### DOCUMENT EXCERPT
= = = =
Studio album by Julia Jacklin
- Released: 26 August 2022
- Studios: Mixart Studios, Montreal; Planet Studios, Montreal;
- Length: 37:59
- Labels: Polyvinyl; Transgressive;
- Producers: Julia Jacklin; Marcus Paquin;

Julia Jacklin chronology
| Crushing (2019) | Pre Pleasure (2022) | The Gem (2026) |

= Pre Pleasure =

Pre Pleasure is the third studio album by Australian singer-songwriter Julia Jacklin. It was released on 26 August 2022 under Polyvinyl Record Co. and Transgressive Records. At the 2022 ARIA Music Awards, the album earned Jacklin nominations for Best Solo Artist, Best Independent Release and Best Adult Contemporary Album. The album was also nominated for several other awards, including the Australian Album of the Year at the 2022 J Awards, the Australian Music Prize, Independent Album of the Year at the AIR Awards of 2023, and Best Album at the 2023 Music Victoria Awards.

== Critical reception ==

Pre Pleasure received critical acclaim from music critics upon its release. At Metacritic, which assigns a normalised rating out of 100 to reviews from mainstream publications, the album received an average score of 84, based on 18 reviews, indicating "universal acclaim". Kitty Empire of The Observer gave the album four out of five stars, describing it as "a record about the impossibility of communication, and never quite solving your problems". Bella Fleming of The Line of Best Fit indicates that this is Julia's most punchy album so far, "a testament to Julia Jacklin’s ability to adapt and grow as a songwriter". Ellie Robinson of NME wrote that "the material here is some of Jacklin’s most intense, never holding back with her gut-punching ruminations on religion, sex and trauma".

Professional ratings
Aggregate scores
| Source | Rating |
| Metacritic | 84/100 |
Review scores
| Source | Rating |
| AllMusic | Star |
| Clash | 7/10 |
| Exclaim! | 9/10 |
| The Independent | Star |
| The Line of Best Fit | 7/10 |
| Mojo | Star |
| The Observer | Star |
| Paste | 8.3/10 |
| Pitchfork | 7.4/10 |
| Uncut | 9/10 |

==Track listing==
All songs are written by Julia Jacklin.
= = = =
### MATERIAL SHOWN
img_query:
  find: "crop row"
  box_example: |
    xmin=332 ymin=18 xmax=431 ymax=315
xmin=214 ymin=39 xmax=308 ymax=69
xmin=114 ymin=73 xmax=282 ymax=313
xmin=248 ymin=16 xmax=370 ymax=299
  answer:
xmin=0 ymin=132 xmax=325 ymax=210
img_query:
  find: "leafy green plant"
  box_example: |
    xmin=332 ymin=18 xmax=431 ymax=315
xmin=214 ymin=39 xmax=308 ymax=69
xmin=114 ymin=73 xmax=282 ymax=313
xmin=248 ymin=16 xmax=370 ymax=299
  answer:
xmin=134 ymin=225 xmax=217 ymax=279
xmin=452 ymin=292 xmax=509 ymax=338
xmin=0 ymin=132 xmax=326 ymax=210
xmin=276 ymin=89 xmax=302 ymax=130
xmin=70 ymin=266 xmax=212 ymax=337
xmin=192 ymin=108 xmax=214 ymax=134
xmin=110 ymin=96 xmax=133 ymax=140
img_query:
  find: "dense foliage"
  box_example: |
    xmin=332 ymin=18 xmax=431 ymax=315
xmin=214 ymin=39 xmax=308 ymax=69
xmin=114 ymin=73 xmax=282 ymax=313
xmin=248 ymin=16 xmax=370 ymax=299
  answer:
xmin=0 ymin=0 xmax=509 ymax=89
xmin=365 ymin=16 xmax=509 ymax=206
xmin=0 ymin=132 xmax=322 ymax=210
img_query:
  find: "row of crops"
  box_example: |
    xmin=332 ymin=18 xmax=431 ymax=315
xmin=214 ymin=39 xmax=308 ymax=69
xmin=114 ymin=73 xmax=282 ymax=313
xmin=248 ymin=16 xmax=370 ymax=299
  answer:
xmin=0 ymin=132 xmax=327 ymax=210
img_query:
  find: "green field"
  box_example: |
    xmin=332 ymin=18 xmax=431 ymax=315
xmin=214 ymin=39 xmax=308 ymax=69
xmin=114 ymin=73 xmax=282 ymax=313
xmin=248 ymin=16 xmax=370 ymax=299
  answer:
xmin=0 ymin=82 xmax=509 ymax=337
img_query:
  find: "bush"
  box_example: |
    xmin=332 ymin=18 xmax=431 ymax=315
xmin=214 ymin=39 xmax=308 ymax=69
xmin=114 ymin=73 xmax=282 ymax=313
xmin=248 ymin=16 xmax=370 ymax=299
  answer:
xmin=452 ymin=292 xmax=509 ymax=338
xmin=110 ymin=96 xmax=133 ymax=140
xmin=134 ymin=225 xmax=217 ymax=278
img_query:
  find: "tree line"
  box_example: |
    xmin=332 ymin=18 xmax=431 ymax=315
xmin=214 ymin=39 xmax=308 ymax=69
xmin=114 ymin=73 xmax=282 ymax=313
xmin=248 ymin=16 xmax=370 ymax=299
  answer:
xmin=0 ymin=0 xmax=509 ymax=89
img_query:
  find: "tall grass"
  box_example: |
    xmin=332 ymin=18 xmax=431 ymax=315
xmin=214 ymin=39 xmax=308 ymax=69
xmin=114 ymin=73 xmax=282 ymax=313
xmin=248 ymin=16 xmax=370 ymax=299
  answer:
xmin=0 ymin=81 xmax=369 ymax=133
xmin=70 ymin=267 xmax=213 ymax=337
= = = =
### TASK TO COMPLETE
Answer these questions from the Pre Pleasure article.
(a) In which two Montreal studios was the album recorded?
(b) How many reviews was the album's Metacritic average of 84 based on?
(c) What rating did Exclaim! give the album?

### THE RESULT
(a) Mixart Studios and Planet Studios.
(b) 18 reviews.
(c) 9/10.